* [Supplied text]:

-.-.-

Tauranga organisations are disappointed at the Government’s decision to increase prescription charges by $2 saying some residents will not be able to afford medication they need.
Health Minister Tony Ryall announced on Monday that prescription charges will rise from the current rate of $3 to $5 per item for a maximum of 20 items from January 1, 2013.
Age Concern Deputy Chairperson Dorothy Stewart and CEO Michael Tyrer.
It is the first time prescription charges have increased in New Zealand for 20 years.
The Bay of Plenty MP says the savings from the price increase, estimated at $20million in the first year, and $40 million in subsequent years, will help meet cost pressures and fund new initiatives in health.
Age Concern Tauranga’s deputy chairman Dorothy Stewart says the increase will only result in more costs for the health system, because elderly will not be able to afford all of the medication they need.
“I’m extremely concerned. We are already aware of people who cannot afford to pick up their prescriptions now.
“Many older people have several illnesses, so when they go to a doctor they may have several prescriptions.
“What will happen is they’ll end up in hospital.”
Dorothy says the changes are “short-sighted” and the emphasis should be on keeping older people healthy, active and living in the community.
She says this is done by maintaining their health making sure they can afford to take the preventative medication that is important.

-.-.-

* [How to complete this task]: Continue the news article on the rise in prescription charges, starting after its final sentence.

* [Record excerpts]:
-.-.-

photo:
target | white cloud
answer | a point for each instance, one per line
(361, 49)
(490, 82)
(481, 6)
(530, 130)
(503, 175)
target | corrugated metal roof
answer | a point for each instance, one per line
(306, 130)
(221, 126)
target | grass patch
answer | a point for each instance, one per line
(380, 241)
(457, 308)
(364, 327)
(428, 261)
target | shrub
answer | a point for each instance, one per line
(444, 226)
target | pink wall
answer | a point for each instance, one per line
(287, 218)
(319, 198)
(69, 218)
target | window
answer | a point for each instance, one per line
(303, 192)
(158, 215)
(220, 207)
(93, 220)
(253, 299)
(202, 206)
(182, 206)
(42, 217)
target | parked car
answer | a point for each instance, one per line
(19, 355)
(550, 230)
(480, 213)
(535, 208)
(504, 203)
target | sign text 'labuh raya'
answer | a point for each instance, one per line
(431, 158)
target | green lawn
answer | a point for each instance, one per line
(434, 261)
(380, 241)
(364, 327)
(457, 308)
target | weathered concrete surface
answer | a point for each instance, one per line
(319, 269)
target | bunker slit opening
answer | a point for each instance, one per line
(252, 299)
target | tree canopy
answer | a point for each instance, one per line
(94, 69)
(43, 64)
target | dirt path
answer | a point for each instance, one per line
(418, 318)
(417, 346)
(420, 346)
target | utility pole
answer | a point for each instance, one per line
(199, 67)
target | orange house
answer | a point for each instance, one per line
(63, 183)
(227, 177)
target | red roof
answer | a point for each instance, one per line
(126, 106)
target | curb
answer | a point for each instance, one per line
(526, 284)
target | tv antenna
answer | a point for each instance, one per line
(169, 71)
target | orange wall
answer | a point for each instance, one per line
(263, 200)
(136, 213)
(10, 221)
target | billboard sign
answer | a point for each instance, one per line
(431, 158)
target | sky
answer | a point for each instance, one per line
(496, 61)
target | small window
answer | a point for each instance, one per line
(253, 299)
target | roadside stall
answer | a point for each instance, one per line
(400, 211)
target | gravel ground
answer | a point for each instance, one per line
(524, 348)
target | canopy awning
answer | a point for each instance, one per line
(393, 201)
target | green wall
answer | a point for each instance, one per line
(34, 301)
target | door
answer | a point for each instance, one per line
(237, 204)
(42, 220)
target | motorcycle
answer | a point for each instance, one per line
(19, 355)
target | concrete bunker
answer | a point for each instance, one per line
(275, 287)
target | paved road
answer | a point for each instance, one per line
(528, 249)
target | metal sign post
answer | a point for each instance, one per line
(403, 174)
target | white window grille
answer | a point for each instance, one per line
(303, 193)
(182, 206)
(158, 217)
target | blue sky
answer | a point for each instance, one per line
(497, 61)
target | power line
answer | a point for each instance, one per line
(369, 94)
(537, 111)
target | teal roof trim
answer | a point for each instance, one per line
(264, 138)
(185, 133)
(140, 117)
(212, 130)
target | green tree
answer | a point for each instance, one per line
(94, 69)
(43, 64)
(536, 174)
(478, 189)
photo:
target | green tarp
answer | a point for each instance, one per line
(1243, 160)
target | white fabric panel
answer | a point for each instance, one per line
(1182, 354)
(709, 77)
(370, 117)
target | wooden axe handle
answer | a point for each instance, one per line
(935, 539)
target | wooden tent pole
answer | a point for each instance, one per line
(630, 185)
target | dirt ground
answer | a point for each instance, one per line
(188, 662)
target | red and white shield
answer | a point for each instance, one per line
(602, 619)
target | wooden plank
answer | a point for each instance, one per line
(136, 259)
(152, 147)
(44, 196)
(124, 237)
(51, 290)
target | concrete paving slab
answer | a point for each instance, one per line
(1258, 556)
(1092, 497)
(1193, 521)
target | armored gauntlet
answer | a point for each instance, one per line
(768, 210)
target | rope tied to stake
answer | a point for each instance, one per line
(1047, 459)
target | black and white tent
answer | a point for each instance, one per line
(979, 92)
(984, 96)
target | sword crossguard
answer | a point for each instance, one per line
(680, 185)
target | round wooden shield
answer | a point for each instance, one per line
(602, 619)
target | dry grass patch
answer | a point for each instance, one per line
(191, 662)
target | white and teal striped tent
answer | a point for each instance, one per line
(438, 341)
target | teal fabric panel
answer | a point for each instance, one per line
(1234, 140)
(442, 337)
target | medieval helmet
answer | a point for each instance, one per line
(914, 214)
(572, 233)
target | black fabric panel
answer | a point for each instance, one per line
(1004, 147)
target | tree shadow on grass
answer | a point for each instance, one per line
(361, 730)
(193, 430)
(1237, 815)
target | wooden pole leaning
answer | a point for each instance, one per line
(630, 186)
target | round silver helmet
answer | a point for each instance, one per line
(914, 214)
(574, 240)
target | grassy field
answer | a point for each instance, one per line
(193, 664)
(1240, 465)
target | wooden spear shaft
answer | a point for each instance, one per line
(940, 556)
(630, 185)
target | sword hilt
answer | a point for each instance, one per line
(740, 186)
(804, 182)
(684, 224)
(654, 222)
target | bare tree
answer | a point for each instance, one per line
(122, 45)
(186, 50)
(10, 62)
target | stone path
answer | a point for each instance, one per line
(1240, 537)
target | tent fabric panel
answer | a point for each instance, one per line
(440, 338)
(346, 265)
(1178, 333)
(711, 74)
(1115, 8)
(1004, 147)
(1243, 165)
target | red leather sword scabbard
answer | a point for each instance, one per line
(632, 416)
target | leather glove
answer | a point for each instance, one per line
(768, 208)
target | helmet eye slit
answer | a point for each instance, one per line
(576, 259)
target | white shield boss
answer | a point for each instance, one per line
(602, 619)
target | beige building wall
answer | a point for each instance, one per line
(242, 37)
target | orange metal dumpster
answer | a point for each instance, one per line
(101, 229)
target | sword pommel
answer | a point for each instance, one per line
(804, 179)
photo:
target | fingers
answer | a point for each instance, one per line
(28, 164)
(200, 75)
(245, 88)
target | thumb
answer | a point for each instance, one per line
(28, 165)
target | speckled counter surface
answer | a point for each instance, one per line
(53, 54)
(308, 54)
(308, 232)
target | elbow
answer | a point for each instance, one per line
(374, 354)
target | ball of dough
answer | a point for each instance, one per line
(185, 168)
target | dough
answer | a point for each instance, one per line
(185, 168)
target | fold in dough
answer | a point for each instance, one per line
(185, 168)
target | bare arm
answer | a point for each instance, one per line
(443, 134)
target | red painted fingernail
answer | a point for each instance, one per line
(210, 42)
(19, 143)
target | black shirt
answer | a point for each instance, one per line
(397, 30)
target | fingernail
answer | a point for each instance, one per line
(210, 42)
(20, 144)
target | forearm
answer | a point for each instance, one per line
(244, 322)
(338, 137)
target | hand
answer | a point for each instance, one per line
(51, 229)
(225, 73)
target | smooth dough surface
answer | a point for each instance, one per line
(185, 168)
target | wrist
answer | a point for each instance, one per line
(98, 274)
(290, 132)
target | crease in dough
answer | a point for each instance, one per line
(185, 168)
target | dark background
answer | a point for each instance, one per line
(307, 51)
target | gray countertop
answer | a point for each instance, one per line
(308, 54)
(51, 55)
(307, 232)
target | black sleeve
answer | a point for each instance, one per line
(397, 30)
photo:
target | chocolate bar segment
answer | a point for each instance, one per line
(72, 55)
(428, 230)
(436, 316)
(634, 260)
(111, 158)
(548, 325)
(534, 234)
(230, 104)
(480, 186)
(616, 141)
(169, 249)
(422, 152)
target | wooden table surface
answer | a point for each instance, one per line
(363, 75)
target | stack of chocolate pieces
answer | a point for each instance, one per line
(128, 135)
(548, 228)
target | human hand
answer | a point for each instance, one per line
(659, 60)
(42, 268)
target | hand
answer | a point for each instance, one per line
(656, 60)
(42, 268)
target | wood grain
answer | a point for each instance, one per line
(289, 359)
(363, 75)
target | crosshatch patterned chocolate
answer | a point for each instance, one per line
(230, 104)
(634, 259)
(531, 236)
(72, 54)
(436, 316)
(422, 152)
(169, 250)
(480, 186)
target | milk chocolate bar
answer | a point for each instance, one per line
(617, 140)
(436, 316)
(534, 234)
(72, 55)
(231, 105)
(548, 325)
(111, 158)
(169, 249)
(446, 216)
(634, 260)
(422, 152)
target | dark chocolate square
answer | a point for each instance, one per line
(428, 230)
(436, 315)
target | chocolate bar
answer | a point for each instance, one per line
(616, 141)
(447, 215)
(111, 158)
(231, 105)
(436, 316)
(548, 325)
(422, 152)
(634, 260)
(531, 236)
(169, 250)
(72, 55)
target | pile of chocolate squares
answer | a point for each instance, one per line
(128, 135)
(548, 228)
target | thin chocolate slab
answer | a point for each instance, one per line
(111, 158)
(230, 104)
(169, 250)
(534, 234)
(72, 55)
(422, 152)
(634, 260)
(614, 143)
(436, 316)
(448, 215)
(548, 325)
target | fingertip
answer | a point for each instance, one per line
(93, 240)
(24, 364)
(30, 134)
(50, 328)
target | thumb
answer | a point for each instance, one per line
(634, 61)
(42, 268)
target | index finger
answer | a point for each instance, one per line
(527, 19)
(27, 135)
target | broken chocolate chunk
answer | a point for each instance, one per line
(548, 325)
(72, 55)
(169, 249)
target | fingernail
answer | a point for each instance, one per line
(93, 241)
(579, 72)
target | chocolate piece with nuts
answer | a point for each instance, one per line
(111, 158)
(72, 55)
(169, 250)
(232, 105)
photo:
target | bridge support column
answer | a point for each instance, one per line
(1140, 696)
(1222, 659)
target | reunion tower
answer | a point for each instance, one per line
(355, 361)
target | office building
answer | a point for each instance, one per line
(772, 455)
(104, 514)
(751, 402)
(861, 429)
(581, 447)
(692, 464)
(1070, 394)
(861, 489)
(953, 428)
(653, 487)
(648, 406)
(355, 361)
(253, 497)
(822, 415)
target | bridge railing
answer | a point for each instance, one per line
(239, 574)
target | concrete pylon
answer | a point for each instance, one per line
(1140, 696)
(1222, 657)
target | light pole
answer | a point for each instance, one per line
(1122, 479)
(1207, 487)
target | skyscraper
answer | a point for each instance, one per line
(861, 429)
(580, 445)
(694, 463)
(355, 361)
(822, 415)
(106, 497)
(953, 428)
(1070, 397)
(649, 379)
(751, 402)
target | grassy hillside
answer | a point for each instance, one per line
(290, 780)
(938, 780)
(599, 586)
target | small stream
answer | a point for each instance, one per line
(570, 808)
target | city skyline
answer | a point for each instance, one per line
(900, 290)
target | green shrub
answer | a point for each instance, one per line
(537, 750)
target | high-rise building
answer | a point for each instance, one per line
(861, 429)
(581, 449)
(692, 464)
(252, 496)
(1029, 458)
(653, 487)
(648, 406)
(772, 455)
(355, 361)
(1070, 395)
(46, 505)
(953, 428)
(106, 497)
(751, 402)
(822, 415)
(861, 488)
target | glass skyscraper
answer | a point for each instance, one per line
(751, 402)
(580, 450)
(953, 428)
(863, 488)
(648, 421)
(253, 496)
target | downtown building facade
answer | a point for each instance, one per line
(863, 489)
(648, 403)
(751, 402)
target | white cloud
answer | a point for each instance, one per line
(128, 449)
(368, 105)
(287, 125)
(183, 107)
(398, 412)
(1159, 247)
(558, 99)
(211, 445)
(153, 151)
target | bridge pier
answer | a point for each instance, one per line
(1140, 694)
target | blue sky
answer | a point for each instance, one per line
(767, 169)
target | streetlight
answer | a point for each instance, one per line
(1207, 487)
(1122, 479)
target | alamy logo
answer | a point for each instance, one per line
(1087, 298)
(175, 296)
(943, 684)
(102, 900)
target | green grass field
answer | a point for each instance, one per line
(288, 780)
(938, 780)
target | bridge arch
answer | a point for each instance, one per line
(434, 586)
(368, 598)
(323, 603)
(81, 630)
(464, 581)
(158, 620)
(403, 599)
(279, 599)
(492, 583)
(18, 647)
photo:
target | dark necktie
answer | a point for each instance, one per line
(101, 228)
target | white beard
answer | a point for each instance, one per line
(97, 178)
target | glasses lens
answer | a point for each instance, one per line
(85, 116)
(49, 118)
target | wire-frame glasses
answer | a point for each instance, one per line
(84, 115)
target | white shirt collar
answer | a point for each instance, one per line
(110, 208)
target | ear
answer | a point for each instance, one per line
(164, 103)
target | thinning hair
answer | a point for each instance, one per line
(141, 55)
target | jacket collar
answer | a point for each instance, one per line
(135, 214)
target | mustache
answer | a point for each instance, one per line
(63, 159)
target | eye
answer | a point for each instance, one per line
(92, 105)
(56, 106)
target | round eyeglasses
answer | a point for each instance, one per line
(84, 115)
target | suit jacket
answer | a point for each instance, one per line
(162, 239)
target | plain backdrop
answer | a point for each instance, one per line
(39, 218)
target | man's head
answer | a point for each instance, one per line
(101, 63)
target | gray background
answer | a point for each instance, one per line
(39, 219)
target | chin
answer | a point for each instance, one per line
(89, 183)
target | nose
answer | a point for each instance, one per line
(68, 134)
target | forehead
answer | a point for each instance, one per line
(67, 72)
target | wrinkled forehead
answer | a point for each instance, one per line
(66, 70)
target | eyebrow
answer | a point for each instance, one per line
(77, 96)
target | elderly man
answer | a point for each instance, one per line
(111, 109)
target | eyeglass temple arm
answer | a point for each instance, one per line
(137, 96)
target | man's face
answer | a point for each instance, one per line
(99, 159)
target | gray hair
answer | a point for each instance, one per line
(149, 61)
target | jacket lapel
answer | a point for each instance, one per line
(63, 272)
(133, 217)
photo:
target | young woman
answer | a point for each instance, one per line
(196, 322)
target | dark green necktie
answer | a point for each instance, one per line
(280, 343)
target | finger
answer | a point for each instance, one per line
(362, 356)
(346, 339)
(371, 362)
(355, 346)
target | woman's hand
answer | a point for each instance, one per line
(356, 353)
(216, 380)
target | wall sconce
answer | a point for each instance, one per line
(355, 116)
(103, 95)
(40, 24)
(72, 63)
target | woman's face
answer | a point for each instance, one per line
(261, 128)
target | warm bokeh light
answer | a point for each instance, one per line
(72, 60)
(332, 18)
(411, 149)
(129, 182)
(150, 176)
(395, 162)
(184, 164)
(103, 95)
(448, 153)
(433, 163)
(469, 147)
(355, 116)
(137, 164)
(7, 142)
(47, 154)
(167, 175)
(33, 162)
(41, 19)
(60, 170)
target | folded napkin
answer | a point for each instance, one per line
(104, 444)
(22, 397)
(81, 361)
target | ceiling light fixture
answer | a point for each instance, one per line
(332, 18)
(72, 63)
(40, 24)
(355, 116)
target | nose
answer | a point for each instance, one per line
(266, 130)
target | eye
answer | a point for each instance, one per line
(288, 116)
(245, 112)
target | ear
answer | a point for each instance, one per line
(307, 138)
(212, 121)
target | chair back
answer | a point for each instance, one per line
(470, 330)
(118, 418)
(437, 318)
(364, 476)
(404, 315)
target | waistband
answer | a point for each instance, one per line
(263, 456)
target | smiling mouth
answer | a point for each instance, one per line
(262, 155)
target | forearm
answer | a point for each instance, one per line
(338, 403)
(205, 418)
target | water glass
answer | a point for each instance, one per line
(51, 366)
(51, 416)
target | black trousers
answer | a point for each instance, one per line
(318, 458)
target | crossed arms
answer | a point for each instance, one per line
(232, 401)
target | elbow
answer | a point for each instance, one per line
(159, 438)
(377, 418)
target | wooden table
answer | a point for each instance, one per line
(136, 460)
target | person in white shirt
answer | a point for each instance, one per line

-.-.-

* [Expected answer]:
Tauranga’s Te Tuina Whanau Support Services Trust youth worker Rangi Ahipene says the impacts of this decision will be huge for Maori and children.
He says many Maori families are on the borderline right now in terms of affordability and cannot afford to spend extra money on prescriptions, he says.
“It’s going to sink them even more.”
Rangi says he knows many people who suffer from poverty-related, reoccurring conditions, like scabies, which require on-going prescriptions and medication.
It’s denying medicine to these people – many of which will be children, he says.
Rangi says the Government needs to be far more creative with its budgeting.
“It seems like they’re taking from one section in health and topping up another section in health.”
New Zealanders currently pay $3 per prescription item up to a maximum of 20 items per family each year – after which items are free.
Tony says no person or family will pay more than $40 extra charge and prescriptions for under-sixes will be free.
He advises families get a subsidy card, which means after 20 prescriptions, the rest are free for the remainder of the year.
New Zealand’s prescription charges will still be lower than Australia’s, where standard prescription charges can be up to NZ$45.
Tony says despite tight financial times and a zero Budget on May 24, health will receive a big funding boost from savings within health and across the Government’s accounts.
The Budget will provide $101million of extra funding over the next for years for more elective operations and scans, and improved cancer services, he says.